------ Fragmento proporcionado

Seguro que los celestiales goznes de ese sitio no son tan contundentes como el cerrojo de la puerta de San Bartolomé que se abre a la lonja, pero cierto también, padre, que tú estarás pendiente de esa inequívoca señal de partida cada tarde de Viernes Santo, cuando el muñidor, entonces como ahora, anuncie la salida de la cofradía, y los costaleros, al reclamo del capataz, recuerden a los que ya no están abajo, o sí lo están porque una cuadrilla es todas las cuadrillas y porque en cada gozo estrenado del salir están todos los gozos cumplidos de los que salieron y toda la expectativa, ay, de los que saldrán por vez primera cuando en los portillos de la voluntad la ocasión se haga propicia y tome forma de faja y costal.
Entonces se abre el cuaderno de las emociones, que no son sino maneras intensas de vivir, y conviene apuntar las lecciones aprendidas con la machacona cadencia del llamador. Bien sonoro, casi descomunal en su eco rotundo de noche negra, es el del paso de Nuestro Padre, elocuente en sus tres llamadas sucesivas: apretarse a la trabajadera, disponer bien las fuerzas y empujar al cielo con arrojo y decisión. “Avisa que nos vamos” por delante, Matute sabio en su oficio y cuidadoso en sus maneras. Siempre de frente, esa es la primera lección. Que vale incluso cuando las contingencias o las sorpresas de lo inesperado obligan, con templanza, primero, y decisión, después, a echar los costeros a tierra –“¿Va más alto Nuestro Padre?”– para salir de los contratiempos. Ya verás, Matute, cómo esta anécdota es recordada, con intenciones distintas, tú lo sabes bien, en el sabroso discurso cofradiero de las tertulias; que hablar, no se olvide, es un inventario de recuerdos no necesariamente fidedignos porque la palabra, ese recurso mayor que nos distingue, crea y recrea a la misma vez que las intenciones del pensamiento.
Siempre de frente, que es tirar por derecho para que no sufran los costeros –¿verdad, Yupi?, ¿cierto, Dani?–, cuando el paso no es firme y el rumbo se escora. Siempre de frente, salvo cuando no quepan más pasos y haya que bandear –izquierda o derecha, alante o atrás– encrucijadas como esas revueltas de la calle del Palomar, vencida la pendiente de la calle Hermanas de la Cruz, donde el dédalo fabuloso del callejero de Carmona es una metáfora a propósito del cruce de los caminos, casi del laberinto, que el sendero de los días tiene que atravesar en la fabulosa aventura, o si se quiere en el litigio, de vivir. Por eso, otra lección que se aprende abajo es la de buscar y dejarse encontrar por quienes acompañan en las chicotás del recorrido. Siempre habrá quien se preste a ayudar en la faena de fajarse bien, siempre quien prepare con sabiduría antigua el costal, tras un protocolo de pliegues –¡cuánta generosa maestría, Camacho!– que hacen de la morcilla la salvaguarda del cuello y el sostén de la carga, bien colocado y firme el costal para apretarse a la trabajadera; que así debe ser la disposición del ánimo, los resortes de la voluntad, cuando han de afrontarse los retos y las cuestas del tiempo que nos toque vivir. San Felipe, calle arriba, General Chinchilla para subir todavía más la pendiente, y el convento de las Hermanas de la Cruz, Gólgota de estas lindes blancas del caserío en las que encomendar el espíritu cuenta con el auxilio de las Hermanitas. Hasta allí llega la cuadrilla a toques de llamador que estremecen en la noche –cómo suenan, Dios santo, entre las trabajaderas; no te empeñes tanto Matute–, cual eco en las noches del tiempo que trae el suplicio de la Cruz.

------------

Problemas por resolver
(A) Transcribe del fragmento proporcionado, sin alterar nada, todo lo que va desde "Seguro que los" hasta "faja y costal.".
(B) Enumera todas las personas a las que el fragmento proporcionado se dirige por su nombre propio.
(C) Según el fragmento proporcionado, ¿son ciertas estas afirmaciones? Responde sí o no a cada una y cita las palabras del texto que lo deciden: (i) el llamador del paso de Nuestro Padre da tres llamadas sucesivas; (ii) la cofradía sale la tarde del Jueves Santo; (iii) la puerta de San Bartolomé se abre a la lonja.

------ Lista de registros

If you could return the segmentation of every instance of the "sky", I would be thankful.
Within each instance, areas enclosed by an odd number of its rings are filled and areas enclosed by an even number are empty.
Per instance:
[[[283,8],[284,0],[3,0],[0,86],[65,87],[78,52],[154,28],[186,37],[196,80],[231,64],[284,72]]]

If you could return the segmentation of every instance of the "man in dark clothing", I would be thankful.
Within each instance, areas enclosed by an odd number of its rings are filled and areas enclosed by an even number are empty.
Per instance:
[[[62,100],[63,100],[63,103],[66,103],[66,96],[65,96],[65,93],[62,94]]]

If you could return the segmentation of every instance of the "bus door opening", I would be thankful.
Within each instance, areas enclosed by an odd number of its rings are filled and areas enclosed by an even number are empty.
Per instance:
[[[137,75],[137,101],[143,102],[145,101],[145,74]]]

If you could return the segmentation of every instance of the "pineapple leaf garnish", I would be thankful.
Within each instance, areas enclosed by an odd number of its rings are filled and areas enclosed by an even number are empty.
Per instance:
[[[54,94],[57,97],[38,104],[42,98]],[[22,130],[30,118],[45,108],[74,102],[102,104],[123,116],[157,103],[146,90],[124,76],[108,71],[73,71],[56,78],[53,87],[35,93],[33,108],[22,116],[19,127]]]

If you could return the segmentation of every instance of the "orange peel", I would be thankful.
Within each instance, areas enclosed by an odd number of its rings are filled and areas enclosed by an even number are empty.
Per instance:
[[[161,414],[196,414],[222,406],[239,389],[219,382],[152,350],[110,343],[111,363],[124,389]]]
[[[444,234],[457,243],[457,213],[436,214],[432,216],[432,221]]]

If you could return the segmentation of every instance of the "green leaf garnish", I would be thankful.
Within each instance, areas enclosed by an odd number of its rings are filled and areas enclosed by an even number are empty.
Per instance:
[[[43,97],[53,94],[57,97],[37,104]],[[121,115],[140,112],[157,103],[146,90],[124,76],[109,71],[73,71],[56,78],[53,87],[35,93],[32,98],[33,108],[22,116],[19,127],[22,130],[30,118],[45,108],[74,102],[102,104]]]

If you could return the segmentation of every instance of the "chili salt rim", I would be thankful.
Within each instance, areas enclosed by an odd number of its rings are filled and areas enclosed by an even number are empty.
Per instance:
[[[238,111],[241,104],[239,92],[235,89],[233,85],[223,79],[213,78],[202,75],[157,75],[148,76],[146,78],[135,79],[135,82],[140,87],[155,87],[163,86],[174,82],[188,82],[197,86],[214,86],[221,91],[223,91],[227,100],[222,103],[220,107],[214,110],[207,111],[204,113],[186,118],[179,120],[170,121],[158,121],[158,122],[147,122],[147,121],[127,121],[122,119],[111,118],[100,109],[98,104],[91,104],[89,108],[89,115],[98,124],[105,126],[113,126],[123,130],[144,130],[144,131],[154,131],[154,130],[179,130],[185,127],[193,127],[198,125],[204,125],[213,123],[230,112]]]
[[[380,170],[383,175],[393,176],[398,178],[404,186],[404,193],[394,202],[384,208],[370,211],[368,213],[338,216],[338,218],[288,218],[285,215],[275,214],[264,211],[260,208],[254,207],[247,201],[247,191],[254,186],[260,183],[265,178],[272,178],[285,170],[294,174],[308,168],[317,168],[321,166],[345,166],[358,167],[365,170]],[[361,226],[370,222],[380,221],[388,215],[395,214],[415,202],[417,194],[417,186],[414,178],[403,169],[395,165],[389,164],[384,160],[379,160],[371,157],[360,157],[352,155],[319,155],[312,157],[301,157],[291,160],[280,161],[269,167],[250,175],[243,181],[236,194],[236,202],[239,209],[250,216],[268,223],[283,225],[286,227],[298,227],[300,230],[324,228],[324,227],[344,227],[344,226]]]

------------

Respuestas del ejercicio
(A)
Seguro que los celestiales goznes de ese sitio no son tan contundentes como el cerrojo de la puerta de San Bartolomé que se abre a la lonja, pero cierto también, padre, que tú estarás pendiente de esa inequívoca señal de partida cada tarde de Viernes Santo, cuando el muñidor, entonces como ahora, anuncie la salida de la cofradía, y los costaleros, al reclamo del capataz, recuerden a los que ya no están abajo, o sí lo están porque una cuadrilla es todas las cuadrillas y porque en cada gozo estrenado del salir están todos los gozos cumplidos de los que salieron y toda la expectativa, ay, de los que saldrán por vez primera cuando en los portillos de la voluntad la ocasión se haga propicia y tome forma de faja y costal.

(B) Matute, Yupi, Dani y Camacho.

(C)
(i) Sí: "elocuente en sus tres llamadas sucesivas".
(ii) No: "cada tarde de Viernes Santo, cuando el muñidor, entonces como ahora, anuncie la salida de la cofradía".
(iii) Sí: "el cerrojo de la puerta de San Bartolomé que se abre a la lonja".